__YOUR TASKS__:
(a) Duplicate the passage of the stem-cell RNA sequencing article from "Anticipating a next-generation" to "differentiating stem cells.".
(b) Pick up the stem-cell RNA sequencing article after its last sentence and write the next part.

__SUPPLIED TEXT__:
Anticipating a next-generation census of stem-cell small RNA.

A new generation of technology promises a future of fast and cheap DNA and RNA sequencing by simultaneously analyzing millions of nucleic acid molecules. Graced with names such as “ultra high-throughput” or “next-generation” sequencing, this technological revolution actually consists of several competing technologies that allow large surveys of nucleic-acid samples — both genomic DNA and RNA transcripts. Fast sequencing of the RNA population in a cell has quickly gained traction as an efficient method for measuring gene expression levels within experimental organisms as well as human tissues [1]. With some improvements, next-generation sequencing should allow a high-resolution view of the RNA within single, differentiating stem cells.

Microarrays, which have been the standard for transcriptome analysis for several years, provide neither the flexibility nor the sequence-level data of the new technology [1]. Because microarray hybridization experiments can only query known reference sequence (such as published genomic sections), they ignore unidentified sequences from unassembled areas of the genome, or hybrid sequences that result from splicing. In contrast, a sequence-based RNA census (RNA-Seq) is, ideally, “hypothesis-free” and can identify and measure novel transcripts without such prejudice.

__STORED DATA__:
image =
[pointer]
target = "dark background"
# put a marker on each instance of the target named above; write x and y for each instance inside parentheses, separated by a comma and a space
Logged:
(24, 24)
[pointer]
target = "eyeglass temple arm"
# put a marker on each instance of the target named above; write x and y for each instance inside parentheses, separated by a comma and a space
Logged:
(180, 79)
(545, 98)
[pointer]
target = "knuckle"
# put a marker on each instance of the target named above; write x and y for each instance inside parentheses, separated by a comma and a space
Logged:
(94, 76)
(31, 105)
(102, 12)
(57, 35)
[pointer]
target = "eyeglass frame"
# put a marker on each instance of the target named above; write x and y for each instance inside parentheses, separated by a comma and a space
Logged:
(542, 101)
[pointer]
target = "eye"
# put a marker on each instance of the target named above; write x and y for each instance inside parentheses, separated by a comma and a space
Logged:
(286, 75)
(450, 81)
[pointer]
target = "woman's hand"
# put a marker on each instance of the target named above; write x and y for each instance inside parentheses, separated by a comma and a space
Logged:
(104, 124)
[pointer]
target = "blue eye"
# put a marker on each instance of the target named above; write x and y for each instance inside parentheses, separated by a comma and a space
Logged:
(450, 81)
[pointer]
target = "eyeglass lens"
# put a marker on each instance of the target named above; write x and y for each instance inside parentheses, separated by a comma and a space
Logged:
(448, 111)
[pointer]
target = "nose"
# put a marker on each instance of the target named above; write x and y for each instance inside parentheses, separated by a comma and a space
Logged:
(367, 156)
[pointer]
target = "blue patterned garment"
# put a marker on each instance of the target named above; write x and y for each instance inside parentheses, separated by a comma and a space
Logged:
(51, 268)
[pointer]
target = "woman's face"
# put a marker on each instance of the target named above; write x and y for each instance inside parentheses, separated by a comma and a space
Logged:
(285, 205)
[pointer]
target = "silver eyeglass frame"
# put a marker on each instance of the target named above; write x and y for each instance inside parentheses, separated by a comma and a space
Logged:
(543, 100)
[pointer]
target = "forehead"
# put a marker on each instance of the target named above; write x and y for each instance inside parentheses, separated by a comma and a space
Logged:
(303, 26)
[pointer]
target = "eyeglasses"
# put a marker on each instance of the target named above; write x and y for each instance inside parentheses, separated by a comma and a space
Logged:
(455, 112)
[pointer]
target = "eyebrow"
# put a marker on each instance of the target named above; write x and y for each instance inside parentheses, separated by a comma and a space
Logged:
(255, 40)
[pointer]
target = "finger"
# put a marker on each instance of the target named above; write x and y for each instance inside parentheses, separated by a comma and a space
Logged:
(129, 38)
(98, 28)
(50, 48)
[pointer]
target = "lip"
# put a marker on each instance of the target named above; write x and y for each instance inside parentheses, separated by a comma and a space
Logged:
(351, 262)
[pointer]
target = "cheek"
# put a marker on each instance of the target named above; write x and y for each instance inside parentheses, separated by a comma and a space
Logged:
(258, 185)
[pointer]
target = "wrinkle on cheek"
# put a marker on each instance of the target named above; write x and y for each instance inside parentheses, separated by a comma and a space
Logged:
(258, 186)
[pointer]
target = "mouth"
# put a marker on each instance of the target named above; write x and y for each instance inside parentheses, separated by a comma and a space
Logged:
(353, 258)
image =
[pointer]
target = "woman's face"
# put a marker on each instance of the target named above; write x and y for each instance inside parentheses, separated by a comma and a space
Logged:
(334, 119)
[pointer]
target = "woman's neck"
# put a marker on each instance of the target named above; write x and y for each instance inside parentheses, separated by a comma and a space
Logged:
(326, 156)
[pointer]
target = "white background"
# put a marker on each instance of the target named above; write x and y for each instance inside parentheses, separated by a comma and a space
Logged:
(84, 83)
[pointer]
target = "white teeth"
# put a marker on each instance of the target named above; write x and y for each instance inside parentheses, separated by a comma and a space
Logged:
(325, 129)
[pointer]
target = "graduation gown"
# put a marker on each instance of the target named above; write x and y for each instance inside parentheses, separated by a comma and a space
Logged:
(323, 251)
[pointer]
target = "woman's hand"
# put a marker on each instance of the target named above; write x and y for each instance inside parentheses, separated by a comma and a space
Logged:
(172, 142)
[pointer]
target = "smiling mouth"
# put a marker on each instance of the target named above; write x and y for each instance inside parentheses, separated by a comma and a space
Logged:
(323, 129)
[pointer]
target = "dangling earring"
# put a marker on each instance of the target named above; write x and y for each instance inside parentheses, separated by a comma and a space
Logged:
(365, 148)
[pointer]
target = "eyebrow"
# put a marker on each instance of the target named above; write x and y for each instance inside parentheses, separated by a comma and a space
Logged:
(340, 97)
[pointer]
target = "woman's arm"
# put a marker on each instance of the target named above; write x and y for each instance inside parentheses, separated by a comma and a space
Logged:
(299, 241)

__ANSWERS PROVIDED__:
(a)
Anticipating a next-generation census of stem-cell small RNA.

A new generation of technology promises a future of fast and cheap DNA and RNA sequencing by simultaneously analyzing millions of nucleic acid molecules. Graced with names such as “ultra high-throughput” or “next-generation” sequencing, this technological revolution actually consists of several competing technologies that allow large surveys of nucleic-acid samples — both genomic DNA and RNA transcripts. Fast sequencing of the RNA population in a cell has quickly gained traction as an efficient method for measuring gene expression levels within experimental organisms as well as human tissues [1]. With some improvements, next-generation sequencing should allow a high-resolution view of the RNA within single, differentiating stem cells.

(b)
Like protein-coding mRNA, samples of small RNA, including microRNAs (miRNA), may be sequenced by the new technology after being purified and reverse-transcribed into complementary DNA (cDNA). Such small RNAs are interesting because they have important biological functions; indeed, mice lacking critical components of the miRNA pathway, such as Dicer or DGCR8, are not viable beyond the embryonic stage [2]. In vitro studies demonstrate that stem cells lacking Dicer also lack key proteins responsible for regulating differentiation [3,4]. A review of the piRNA pathway, an important regulator of stem cell differentiation that involves 26 to 32 nucleotide-long RNA molecules, appears in this issue [5].

However, while the importance of the miRNA and piRNA pathways in stem cells is already established, a complete understanding of their regulatory function will require an exhaustive census of the diversity of small RNAs at work in these cells. Microarrays have provided measurements of previously identified small RNAs, including miRNA [6]. Now, next-generation sequencing promises to discover and measure the entire complement of small RNAs in stem cells, including those that have not been identified.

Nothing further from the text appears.